#### Exercise:
Produce an exact copy of all the data below, dropping every image.

Location labeling records:
- - -

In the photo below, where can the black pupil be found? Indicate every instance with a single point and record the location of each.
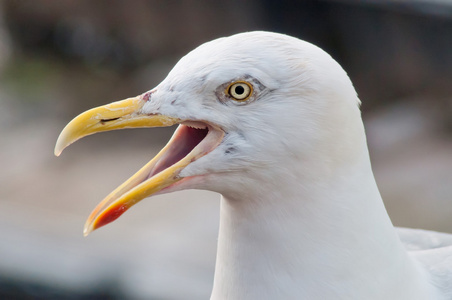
(239, 90)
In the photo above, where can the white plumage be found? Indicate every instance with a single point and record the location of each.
(301, 215)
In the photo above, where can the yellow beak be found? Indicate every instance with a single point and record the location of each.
(161, 172)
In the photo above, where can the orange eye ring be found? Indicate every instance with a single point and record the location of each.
(240, 90)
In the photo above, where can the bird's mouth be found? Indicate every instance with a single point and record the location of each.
(190, 141)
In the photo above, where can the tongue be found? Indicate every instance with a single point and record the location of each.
(184, 141)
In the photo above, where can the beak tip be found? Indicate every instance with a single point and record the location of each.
(87, 230)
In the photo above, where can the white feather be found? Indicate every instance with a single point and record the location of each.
(301, 214)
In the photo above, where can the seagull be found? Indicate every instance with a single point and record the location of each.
(273, 124)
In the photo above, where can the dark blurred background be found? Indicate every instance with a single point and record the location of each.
(59, 58)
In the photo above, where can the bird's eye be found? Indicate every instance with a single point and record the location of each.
(240, 90)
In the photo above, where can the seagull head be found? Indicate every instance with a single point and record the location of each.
(248, 106)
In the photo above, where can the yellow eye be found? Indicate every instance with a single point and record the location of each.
(240, 90)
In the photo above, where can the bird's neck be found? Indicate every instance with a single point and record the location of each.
(310, 238)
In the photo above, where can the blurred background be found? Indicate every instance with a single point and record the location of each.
(59, 58)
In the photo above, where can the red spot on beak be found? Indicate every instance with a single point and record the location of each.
(146, 96)
(110, 215)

- - -

#### Reply:
In the photo below, where can the black pupil be found? Indicate every instance with a single point and record the location of each.
(239, 90)
In the photo above, where can the white plumage be found? Indicate every instance with a single point and record the location of each.
(301, 215)
In the photo above, where can the yellow beak be found? Indicate every instance with a single point and record the location of each.
(161, 172)
In the photo above, where can the orange eye ring be found? Indicate every instance with a single point and record the location of each.
(240, 90)
In the photo above, where can the bird's mouth be found? Indicate every instance with a single point and record the location of each.
(190, 141)
In the photo above, where can the tongue be found? Indicate every instance with a single point and record the location of each.
(184, 141)
In the photo above, where can the beak tip be found? Indicate every instance with a single point and record the location of each.
(87, 230)
In the photo above, where can the white feather be found? Indicate every instance with a single point and record the location of each.
(301, 214)
In the photo above, where can the seagull be found? Indicate every instance with a single point and record the location of each.
(273, 124)
In the photo above, where can the dark blurred background be found? Indicate every instance with a single point and record the location of each.
(59, 58)
In the photo above, where can the bird's eye be found? Indicate every instance with a single point and record the location of each.
(240, 90)
In the photo above, where can the seagull head be found? Indicate every instance with a single point and record the location of each.
(248, 106)
In the photo above, where can the yellow eye be found? Indicate every instance with a single point and record the location of each.
(240, 90)
In the photo above, where can the bird's neck be found? Indicate every instance with a single point and record the location of each.
(310, 238)
In the photo above, where can the blurred background be found? Indicate every instance with a single point and record the location of each.
(59, 58)
In the photo above, where can the red spot on beak be found? Indicate every instance with a single point and record the location of each.
(146, 96)
(110, 215)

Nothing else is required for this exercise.